##### Excerto fornecido #####
JÚLIO -  Mesmo que nos limitássemos às escolhas mais significativas, haveria o perigo de, em muitos casos, estarmos a calcular em circunstâncias longe das ideais.
Poderíamos estar com pressa ou confusos, sentir fúria, estarmos magoados ou em competição. Os nossos pensamentos poderiam estar toldados pela ganância ou por ideias de vingança. Os nossos interesses pessoais ou dos que amamos poderiam estar em jogo.
ANA – Se bem te entendo, pode suceder não sermos muito bons a avaliar algo tão complicado como as consequências prováveis de escolhas importantes.
JÚLIO -  Por todas estas razões, é melhor adoptarmos alguns princípios (ou regras) gerais para a vida ética no quotidiano.Estas regras deveriam incluir as que a experiência mostrou ao longo dos séculos que conduzem em geral às melhores consequências, por exemplo, dizer a verdade, não prejudicar os outros, ou respeitar as promessas.
ANA – O nosso professor falou de um caso que pode ser cosiderado um refutação ao absurdo dos que criticam o utilitarismo neste ponto: Imagina que a avó de Ted Bunty, um assassino em série que matou dezenas de jovens estudantes americanas nos anos sessenta e setenta, o transportava ao colo quando bebé a caminho do centro de saúde. Ao subir as escadas escorregou e ficou na seguinte situação: se deixasse cair o bebé este morreria em virtude de graves ferimentos; se o mantivesse ao colo salvava o neto mas fracturava o braço. A avó escolheu o seu mal-estar poupando o neto.
##### Informação registada #####
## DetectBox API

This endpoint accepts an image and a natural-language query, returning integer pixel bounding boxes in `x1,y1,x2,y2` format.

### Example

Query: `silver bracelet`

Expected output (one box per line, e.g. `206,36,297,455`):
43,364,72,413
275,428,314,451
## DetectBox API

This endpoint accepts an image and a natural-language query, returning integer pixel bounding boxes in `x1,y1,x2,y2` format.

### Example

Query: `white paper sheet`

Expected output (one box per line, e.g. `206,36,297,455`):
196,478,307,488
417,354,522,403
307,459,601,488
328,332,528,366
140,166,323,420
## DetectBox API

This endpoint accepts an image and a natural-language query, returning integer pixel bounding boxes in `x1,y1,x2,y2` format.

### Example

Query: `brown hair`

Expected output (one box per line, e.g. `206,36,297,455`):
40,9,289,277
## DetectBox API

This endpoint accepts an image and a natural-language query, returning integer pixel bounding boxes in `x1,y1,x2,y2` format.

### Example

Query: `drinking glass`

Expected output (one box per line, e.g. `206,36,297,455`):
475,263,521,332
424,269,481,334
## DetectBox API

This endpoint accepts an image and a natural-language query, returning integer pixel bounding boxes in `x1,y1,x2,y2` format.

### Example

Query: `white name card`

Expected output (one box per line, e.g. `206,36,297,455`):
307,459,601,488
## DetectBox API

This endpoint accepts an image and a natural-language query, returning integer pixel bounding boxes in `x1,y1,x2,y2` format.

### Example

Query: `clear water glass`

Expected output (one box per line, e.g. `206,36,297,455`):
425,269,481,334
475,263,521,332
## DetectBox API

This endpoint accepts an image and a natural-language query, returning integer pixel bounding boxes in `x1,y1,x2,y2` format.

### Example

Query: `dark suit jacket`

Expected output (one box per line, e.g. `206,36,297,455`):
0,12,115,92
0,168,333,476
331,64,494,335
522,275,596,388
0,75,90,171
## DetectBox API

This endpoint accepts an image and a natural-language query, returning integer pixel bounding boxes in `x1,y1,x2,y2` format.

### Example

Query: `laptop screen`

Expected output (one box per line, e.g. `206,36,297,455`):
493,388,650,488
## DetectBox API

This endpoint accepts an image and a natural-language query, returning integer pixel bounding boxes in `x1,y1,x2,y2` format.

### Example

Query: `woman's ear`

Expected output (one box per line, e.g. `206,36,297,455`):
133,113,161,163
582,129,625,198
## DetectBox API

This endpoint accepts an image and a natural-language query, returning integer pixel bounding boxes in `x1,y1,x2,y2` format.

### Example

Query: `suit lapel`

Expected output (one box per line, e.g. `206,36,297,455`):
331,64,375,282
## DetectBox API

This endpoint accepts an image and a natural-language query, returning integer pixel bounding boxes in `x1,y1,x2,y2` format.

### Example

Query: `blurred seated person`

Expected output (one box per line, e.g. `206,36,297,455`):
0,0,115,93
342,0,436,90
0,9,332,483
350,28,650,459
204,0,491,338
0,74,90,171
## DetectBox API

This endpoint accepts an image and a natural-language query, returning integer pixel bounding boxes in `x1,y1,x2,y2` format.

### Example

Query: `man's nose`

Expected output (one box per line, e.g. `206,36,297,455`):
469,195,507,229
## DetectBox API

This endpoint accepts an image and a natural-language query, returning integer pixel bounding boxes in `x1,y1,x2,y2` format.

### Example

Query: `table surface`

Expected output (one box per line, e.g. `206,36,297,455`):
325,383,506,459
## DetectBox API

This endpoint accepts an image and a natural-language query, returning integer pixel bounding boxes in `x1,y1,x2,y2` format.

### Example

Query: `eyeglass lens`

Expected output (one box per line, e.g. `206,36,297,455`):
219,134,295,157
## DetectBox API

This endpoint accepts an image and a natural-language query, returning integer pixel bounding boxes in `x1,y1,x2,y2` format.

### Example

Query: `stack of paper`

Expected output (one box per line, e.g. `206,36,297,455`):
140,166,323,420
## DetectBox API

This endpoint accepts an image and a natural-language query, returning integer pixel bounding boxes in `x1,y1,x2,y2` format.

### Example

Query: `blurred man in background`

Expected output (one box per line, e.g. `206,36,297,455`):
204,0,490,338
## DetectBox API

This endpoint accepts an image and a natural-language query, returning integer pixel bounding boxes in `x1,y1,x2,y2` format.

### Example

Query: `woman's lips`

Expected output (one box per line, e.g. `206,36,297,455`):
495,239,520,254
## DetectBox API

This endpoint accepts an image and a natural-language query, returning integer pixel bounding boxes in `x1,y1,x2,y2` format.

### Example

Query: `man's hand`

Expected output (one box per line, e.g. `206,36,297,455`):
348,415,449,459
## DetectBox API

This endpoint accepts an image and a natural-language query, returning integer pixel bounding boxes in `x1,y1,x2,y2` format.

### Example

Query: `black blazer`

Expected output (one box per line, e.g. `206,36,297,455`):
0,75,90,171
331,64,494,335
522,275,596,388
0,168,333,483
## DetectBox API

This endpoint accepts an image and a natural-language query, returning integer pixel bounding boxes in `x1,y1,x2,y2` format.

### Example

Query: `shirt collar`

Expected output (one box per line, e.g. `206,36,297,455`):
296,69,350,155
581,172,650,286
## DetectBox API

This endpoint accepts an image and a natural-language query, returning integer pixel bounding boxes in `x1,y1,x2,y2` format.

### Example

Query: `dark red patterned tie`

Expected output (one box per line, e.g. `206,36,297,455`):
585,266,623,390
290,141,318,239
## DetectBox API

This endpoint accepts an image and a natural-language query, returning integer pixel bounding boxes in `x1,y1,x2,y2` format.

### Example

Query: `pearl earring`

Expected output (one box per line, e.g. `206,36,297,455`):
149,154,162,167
#####
##### Informação registada #####
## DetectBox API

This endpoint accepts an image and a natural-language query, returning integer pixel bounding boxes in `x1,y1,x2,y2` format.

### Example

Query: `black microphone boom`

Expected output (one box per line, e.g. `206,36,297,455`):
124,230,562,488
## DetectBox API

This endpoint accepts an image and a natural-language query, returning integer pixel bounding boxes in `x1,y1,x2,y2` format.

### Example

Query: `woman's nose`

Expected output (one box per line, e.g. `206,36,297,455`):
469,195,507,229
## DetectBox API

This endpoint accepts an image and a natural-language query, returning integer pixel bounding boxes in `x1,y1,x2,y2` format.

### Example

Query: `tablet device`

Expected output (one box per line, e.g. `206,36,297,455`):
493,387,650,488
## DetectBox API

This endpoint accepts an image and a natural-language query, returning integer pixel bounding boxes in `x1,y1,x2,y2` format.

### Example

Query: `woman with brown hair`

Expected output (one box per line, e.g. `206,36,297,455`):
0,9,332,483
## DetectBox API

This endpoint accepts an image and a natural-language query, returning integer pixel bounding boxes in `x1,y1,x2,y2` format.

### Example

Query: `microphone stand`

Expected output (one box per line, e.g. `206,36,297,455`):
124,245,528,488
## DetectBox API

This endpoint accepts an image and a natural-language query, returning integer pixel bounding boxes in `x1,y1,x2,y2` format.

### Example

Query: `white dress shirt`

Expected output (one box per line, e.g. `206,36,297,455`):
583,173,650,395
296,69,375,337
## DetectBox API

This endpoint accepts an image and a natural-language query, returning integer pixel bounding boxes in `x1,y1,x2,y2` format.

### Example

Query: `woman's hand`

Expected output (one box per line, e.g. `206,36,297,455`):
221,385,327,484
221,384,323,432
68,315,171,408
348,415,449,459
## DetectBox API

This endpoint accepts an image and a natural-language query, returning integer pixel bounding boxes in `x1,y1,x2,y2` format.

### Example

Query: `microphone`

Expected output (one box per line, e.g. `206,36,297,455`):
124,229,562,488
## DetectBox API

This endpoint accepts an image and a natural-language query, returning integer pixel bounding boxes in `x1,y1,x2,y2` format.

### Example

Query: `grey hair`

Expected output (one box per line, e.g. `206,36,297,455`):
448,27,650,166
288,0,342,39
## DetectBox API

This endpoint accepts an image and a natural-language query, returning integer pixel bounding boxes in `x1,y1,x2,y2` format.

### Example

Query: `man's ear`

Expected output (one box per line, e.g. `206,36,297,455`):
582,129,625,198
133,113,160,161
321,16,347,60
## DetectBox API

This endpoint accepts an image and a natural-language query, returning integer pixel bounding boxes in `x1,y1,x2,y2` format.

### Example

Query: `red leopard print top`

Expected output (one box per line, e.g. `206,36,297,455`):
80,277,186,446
#####
Requisitos do exercício:
**1.** Traduza para inglês a seguinte frase do diálogo: «Os nossos pensamentos poderiam estar toldados pela ganância ou por ideias de vingança.»
**2.** Devolva, sem qualquer alteração, o trecho do diálogo que vai de «JÚLIO -  Mesmo» a «estar em jogo.».
As entradas provêm de uma fonte distinta da do diálogo.

Soluções por ordem:
**1.** Our thoughts could be clouded by greed or by ideas of revenge.

**2.**
JÚLIO -  Mesmo que nos limitássemos às escolhas mais significativas, haveria o perigo de, em muitos casos, estarmos a calcular em circunstâncias longe das ideais.
Poderíamos estar com pressa ou confusos, sentir fúria, estarmos magoados ou em competição. Os nossos pensamentos poderiam estar toldados pela ganância ou por ideias de vingança. Os nossos interesses pessoais ou dos que amamos poderiam estar em jogo.